What you are asked to do:
Go to the line containing "# mark a point on each instance of the darkened" in the listing below and retype it and every later line exactly, down to the last.

Records supplied:
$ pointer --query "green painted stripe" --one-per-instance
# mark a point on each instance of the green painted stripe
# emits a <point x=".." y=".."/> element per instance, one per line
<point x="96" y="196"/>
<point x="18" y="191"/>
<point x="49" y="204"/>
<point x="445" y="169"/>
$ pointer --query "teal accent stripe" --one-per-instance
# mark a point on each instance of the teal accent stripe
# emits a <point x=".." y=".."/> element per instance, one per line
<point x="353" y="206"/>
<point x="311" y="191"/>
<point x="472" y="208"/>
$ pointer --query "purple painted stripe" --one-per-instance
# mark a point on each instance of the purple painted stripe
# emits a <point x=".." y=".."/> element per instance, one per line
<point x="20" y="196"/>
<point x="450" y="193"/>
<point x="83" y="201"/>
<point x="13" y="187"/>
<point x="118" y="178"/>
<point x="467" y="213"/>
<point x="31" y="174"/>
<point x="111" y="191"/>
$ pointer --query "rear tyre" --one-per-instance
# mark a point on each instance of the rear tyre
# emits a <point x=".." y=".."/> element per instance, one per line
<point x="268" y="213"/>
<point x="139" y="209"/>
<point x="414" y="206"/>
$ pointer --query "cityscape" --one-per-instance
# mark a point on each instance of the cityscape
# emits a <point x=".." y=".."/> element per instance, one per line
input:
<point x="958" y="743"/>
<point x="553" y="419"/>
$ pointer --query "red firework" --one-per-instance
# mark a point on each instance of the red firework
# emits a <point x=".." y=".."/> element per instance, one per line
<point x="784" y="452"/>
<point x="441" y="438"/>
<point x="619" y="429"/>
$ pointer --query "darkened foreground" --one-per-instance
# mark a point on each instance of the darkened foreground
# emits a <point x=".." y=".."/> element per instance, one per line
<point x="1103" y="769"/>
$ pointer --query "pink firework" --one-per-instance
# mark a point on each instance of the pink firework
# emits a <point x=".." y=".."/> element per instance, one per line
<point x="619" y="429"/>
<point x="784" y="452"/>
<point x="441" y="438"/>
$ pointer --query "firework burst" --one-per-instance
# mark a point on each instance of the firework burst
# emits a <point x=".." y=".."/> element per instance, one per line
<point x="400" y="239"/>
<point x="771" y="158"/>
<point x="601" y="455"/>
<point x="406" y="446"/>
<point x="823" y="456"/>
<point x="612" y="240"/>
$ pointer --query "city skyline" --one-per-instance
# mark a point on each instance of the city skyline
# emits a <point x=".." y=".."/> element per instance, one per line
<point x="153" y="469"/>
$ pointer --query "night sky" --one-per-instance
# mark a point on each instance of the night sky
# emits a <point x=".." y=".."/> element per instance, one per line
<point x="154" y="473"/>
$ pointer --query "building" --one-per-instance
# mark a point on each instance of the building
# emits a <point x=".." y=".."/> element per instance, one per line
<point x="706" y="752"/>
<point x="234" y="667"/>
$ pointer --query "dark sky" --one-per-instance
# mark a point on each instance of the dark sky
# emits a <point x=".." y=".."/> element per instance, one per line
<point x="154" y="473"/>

The answer:
# mark a point on each instance of the darkened foreground
# emits a <point x=".." y=".."/> element per instance, one per line
<point x="1103" y="769"/>
$ pointer --query "pink firework" --one-per-instance
# mark a point on each instance of the pink firework
# emits a <point x=".." y=".."/> element per instance, one per line
<point x="619" y="429"/>
<point x="784" y="452"/>
<point x="441" y="438"/>
$ pointer --query "firework burst" --one-per-instance
# mark a point on each instance of the firework burst
# emits a <point x=".." y=".."/> element per instance, one per line
<point x="400" y="239"/>
<point x="771" y="158"/>
<point x="601" y="455"/>
<point x="406" y="446"/>
<point x="823" y="456"/>
<point x="612" y="240"/>
$ pointer --query "city skyline" --one-per-instance
# mark a point on each instance of the city skyline
# emits a <point x=".." y=".."/> element per instance, one per line
<point x="153" y="469"/>
$ pointer --query "night sky" --one-per-instance
# mark a point on each instance of the night sky
# emits a <point x=".." y=".."/> element per instance, one per line
<point x="154" y="473"/>
$ pointer --query "building" --one-per-instance
# mark a point on each instance of the building
# emits a <point x=".." y=".."/> element per instance, one per line
<point x="706" y="752"/>
<point x="234" y="667"/>
$ pointer --query "dark sky" --one-per-instance
# mark a point on each instance of the dark sky
# emits a <point x=".." y=".."/> element per instance, one per line
<point x="154" y="473"/>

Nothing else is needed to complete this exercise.